● Assigned task
Across all the entries below, count each line that holds "target" and report the figure only.

● Input records
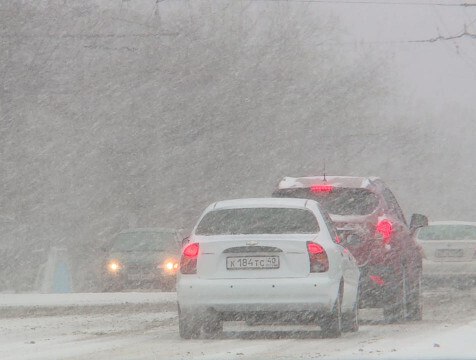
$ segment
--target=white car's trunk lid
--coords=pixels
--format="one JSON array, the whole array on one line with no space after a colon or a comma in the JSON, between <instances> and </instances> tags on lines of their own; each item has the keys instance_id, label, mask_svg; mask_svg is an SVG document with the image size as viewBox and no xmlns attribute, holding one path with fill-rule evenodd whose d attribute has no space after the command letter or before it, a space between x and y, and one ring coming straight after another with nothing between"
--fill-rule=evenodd
<instances>
[{"instance_id":1,"label":"white car's trunk lid","mask_svg":"<svg viewBox=\"0 0 476 360\"><path fill-rule=\"evenodd\" d=\"M309 275L307 241L317 235L229 235L197 238L197 275L207 279L297 278Z\"/></svg>"}]
</instances>

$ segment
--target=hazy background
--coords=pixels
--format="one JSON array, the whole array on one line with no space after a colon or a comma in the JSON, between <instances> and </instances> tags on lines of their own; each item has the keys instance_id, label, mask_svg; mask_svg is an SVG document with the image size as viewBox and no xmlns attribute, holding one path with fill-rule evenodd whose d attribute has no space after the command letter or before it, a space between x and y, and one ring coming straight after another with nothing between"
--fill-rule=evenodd
<instances>
[{"instance_id":1,"label":"hazy background","mask_svg":"<svg viewBox=\"0 0 476 360\"><path fill-rule=\"evenodd\" d=\"M0 291L324 162L475 219L476 7L382 3L2 1Z\"/></svg>"}]
</instances>

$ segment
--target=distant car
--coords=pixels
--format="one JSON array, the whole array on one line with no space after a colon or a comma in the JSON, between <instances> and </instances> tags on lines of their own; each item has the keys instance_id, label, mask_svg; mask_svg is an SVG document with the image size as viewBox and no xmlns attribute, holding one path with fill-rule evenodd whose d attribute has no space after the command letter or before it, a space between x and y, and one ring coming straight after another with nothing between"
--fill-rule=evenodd
<instances>
[{"instance_id":1,"label":"distant car","mask_svg":"<svg viewBox=\"0 0 476 360\"><path fill-rule=\"evenodd\" d=\"M117 234L107 249L105 291L175 287L180 236L162 228L130 229Z\"/></svg>"},{"instance_id":2,"label":"distant car","mask_svg":"<svg viewBox=\"0 0 476 360\"><path fill-rule=\"evenodd\" d=\"M381 179L285 177L273 196L313 199L327 210L341 244L360 266L361 307L383 307L390 323L422 318L422 255L413 235L428 219L414 214L408 226L395 196Z\"/></svg>"},{"instance_id":3,"label":"distant car","mask_svg":"<svg viewBox=\"0 0 476 360\"><path fill-rule=\"evenodd\" d=\"M476 222L434 221L417 232L423 276L435 284L476 284Z\"/></svg>"},{"instance_id":4,"label":"distant car","mask_svg":"<svg viewBox=\"0 0 476 360\"><path fill-rule=\"evenodd\" d=\"M317 323L324 337L358 329L359 270L317 202L239 199L210 205L182 250L179 332L216 336L223 321Z\"/></svg>"}]
</instances>

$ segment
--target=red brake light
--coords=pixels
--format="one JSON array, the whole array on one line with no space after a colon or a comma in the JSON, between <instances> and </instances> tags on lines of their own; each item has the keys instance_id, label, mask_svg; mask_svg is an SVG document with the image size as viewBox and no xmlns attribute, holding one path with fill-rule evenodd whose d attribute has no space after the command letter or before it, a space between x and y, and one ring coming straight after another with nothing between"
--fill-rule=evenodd
<instances>
[{"instance_id":1,"label":"red brake light","mask_svg":"<svg viewBox=\"0 0 476 360\"><path fill-rule=\"evenodd\" d=\"M377 224L375 231L382 235L383 242L388 244L390 242L390 237L392 236L393 225L389 220L384 219Z\"/></svg>"},{"instance_id":2,"label":"red brake light","mask_svg":"<svg viewBox=\"0 0 476 360\"><path fill-rule=\"evenodd\" d=\"M197 273L197 258L199 250L200 245L198 245L198 243L191 243L183 249L182 257L180 258L180 273Z\"/></svg>"},{"instance_id":3,"label":"red brake light","mask_svg":"<svg viewBox=\"0 0 476 360\"><path fill-rule=\"evenodd\" d=\"M311 192L313 193L330 193L334 190L332 185L312 185Z\"/></svg>"},{"instance_id":4,"label":"red brake light","mask_svg":"<svg viewBox=\"0 0 476 360\"><path fill-rule=\"evenodd\" d=\"M194 259L198 256L198 250L200 246L198 243L192 243L188 245L185 249L183 249L183 255L188 257L189 259Z\"/></svg>"},{"instance_id":5,"label":"red brake light","mask_svg":"<svg viewBox=\"0 0 476 360\"><path fill-rule=\"evenodd\" d=\"M310 272L325 272L329 270L329 259L324 248L312 241L307 242L307 252L309 254Z\"/></svg>"},{"instance_id":6,"label":"red brake light","mask_svg":"<svg viewBox=\"0 0 476 360\"><path fill-rule=\"evenodd\" d=\"M383 286L385 285L385 280L381 277L381 276L378 276L378 275L370 275L370 280L372 280L374 283L376 283L377 285L379 286Z\"/></svg>"},{"instance_id":7,"label":"red brake light","mask_svg":"<svg viewBox=\"0 0 476 360\"><path fill-rule=\"evenodd\" d=\"M312 254L312 255L324 253L324 249L322 248L322 246L313 242L307 243L307 251L309 251L309 254Z\"/></svg>"}]
</instances>

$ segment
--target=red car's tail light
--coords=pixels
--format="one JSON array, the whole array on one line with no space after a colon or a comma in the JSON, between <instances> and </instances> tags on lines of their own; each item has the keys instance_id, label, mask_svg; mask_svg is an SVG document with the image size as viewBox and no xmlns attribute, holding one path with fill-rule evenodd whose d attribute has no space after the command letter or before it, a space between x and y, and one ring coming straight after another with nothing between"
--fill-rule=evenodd
<instances>
[{"instance_id":1,"label":"red car's tail light","mask_svg":"<svg viewBox=\"0 0 476 360\"><path fill-rule=\"evenodd\" d=\"M390 243L392 231L393 231L393 225L389 220L387 219L381 220L377 224L377 228L375 229L375 231L378 234L382 235L384 244Z\"/></svg>"},{"instance_id":2,"label":"red car's tail light","mask_svg":"<svg viewBox=\"0 0 476 360\"><path fill-rule=\"evenodd\" d=\"M309 254L310 272L317 273L329 270L329 259L321 245L308 241L307 252Z\"/></svg>"},{"instance_id":3,"label":"red car's tail light","mask_svg":"<svg viewBox=\"0 0 476 360\"><path fill-rule=\"evenodd\" d=\"M374 283L376 283L379 286L384 286L385 285L385 280L378 275L370 275L370 280L372 280Z\"/></svg>"},{"instance_id":4,"label":"red car's tail light","mask_svg":"<svg viewBox=\"0 0 476 360\"><path fill-rule=\"evenodd\" d=\"M334 186L332 185L312 185L311 192L313 193L330 193L334 190Z\"/></svg>"},{"instance_id":5,"label":"red car's tail light","mask_svg":"<svg viewBox=\"0 0 476 360\"><path fill-rule=\"evenodd\" d=\"M182 257L180 258L180 273L197 273L197 258L199 250L200 245L198 245L198 243L189 244L183 249Z\"/></svg>"}]
</instances>

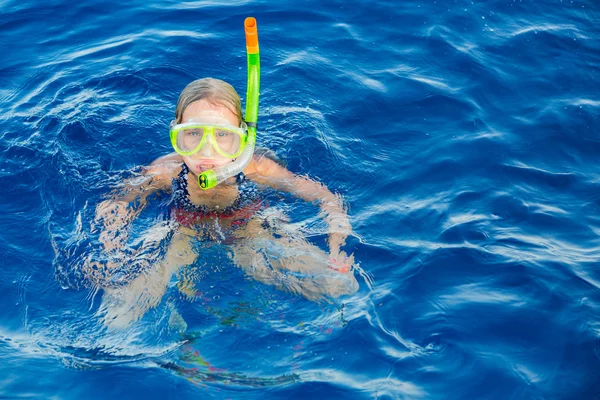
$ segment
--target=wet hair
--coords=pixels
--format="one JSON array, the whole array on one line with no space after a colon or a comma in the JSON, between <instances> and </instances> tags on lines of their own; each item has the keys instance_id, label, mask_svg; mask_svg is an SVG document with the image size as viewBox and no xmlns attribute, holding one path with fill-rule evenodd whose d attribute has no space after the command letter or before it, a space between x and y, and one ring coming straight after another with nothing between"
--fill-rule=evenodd
<instances>
[{"instance_id":1,"label":"wet hair","mask_svg":"<svg viewBox=\"0 0 600 400\"><path fill-rule=\"evenodd\" d=\"M244 119L240 95L229 83L215 78L202 78L189 83L179 95L175 107L175 123L181 123L183 112L194 101L206 100L213 105L227 107L234 113L238 122Z\"/></svg>"}]
</instances>

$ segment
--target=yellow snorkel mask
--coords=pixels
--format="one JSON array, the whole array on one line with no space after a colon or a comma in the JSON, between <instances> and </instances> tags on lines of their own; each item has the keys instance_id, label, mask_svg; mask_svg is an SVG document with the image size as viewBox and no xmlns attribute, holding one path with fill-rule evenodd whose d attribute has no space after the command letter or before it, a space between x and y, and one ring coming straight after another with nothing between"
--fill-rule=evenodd
<instances>
[{"instance_id":1,"label":"yellow snorkel mask","mask_svg":"<svg viewBox=\"0 0 600 400\"><path fill-rule=\"evenodd\" d=\"M173 148L182 156L212 150L225 158L235 159L242 154L248 141L248 126L245 122L236 128L191 121L171 126L170 133Z\"/></svg>"},{"instance_id":2,"label":"yellow snorkel mask","mask_svg":"<svg viewBox=\"0 0 600 400\"><path fill-rule=\"evenodd\" d=\"M198 185L202 189L213 188L242 172L254 154L260 90L260 55L256 19L246 18L244 31L248 58L245 121L240 127L211 125L202 121L172 124L170 127L171 144L178 154L189 156L210 147L219 155L234 160L222 167L202 172L198 176Z\"/></svg>"}]
</instances>

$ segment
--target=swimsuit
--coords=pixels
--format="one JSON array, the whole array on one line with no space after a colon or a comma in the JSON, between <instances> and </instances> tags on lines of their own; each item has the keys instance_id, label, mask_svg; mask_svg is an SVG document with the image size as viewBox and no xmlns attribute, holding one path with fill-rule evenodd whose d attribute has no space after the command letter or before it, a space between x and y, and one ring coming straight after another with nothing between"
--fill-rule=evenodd
<instances>
[{"instance_id":1,"label":"swimsuit","mask_svg":"<svg viewBox=\"0 0 600 400\"><path fill-rule=\"evenodd\" d=\"M231 219L232 227L245 225L257 212L265 208L256 185L246 179L243 172L236 175L239 195L232 205L215 211L206 205L192 203L187 189L189 168L183 164L181 172L172 182L173 206L171 217L186 227L194 227L207 218Z\"/></svg>"}]
</instances>

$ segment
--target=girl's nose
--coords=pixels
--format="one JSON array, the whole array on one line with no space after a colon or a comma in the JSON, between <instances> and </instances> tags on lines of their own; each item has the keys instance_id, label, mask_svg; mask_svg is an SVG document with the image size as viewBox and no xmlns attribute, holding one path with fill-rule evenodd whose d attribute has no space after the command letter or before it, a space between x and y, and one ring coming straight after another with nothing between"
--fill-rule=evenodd
<instances>
[{"instance_id":1,"label":"girl's nose","mask_svg":"<svg viewBox=\"0 0 600 400\"><path fill-rule=\"evenodd\" d=\"M202 146L202 148L200 149L200 151L198 152L202 157L212 157L213 154L213 149L211 146L210 141L206 141L206 143L204 143L204 146Z\"/></svg>"}]
</instances>

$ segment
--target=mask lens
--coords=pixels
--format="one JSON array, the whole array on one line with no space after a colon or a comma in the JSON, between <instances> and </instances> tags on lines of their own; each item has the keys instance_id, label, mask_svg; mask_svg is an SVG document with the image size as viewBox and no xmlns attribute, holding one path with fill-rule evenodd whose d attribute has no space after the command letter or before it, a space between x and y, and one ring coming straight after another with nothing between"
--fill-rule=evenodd
<instances>
[{"instance_id":1,"label":"mask lens","mask_svg":"<svg viewBox=\"0 0 600 400\"><path fill-rule=\"evenodd\" d=\"M177 132L177 147L181 151L192 151L200 144L203 138L203 128L182 129Z\"/></svg>"},{"instance_id":2,"label":"mask lens","mask_svg":"<svg viewBox=\"0 0 600 400\"><path fill-rule=\"evenodd\" d=\"M228 129L215 129L215 142L223 153L233 155L240 149L240 135Z\"/></svg>"}]
</instances>

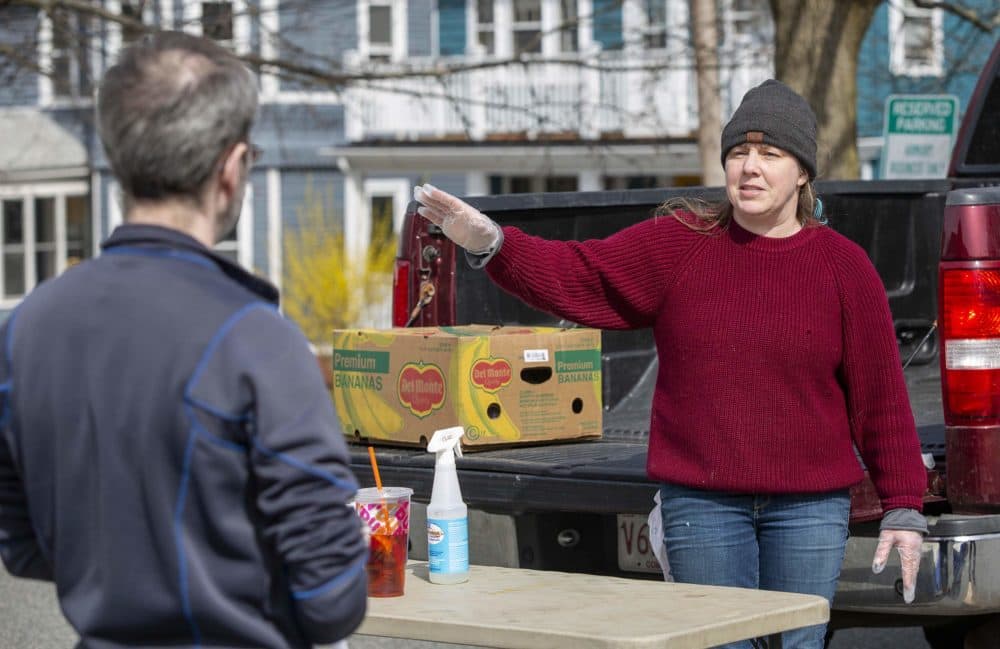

● Answer box
10